— start of Supplied information —
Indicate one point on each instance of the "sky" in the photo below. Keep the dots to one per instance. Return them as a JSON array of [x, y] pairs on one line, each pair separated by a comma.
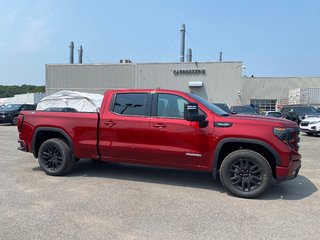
[[274, 38]]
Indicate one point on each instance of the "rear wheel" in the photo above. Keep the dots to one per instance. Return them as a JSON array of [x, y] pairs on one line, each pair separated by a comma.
[[55, 157], [245, 173]]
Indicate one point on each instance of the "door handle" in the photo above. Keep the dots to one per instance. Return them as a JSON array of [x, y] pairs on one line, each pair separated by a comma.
— end of Supplied information —
◆ Exercise prompt ◆
Can you change "Indicate" to "Mark" throughout all the lines above, keeping everything else unchanged and leaving the pictures out?

◆ The reply ◆
Mark one point on each instance of the "sky" in the photo below. Keep the dots to one per instance. Return them as a JSON array of [x, y] pairs on one line, each pair separated by a comma.
[[274, 38]]
Mark one point on each instance of the "rear wheel" in the photo above. Keep the dots to one per instance. Return them as a JSON array of [x, y] pairs on one line, each pair separated by a comma.
[[55, 157], [245, 173]]
Mark one point on each instance of the "door handle" in the photo above. Keep the dots to one per instance. Return them as a JSON array of [x, y] pairs on one line, each pair separated by a comma.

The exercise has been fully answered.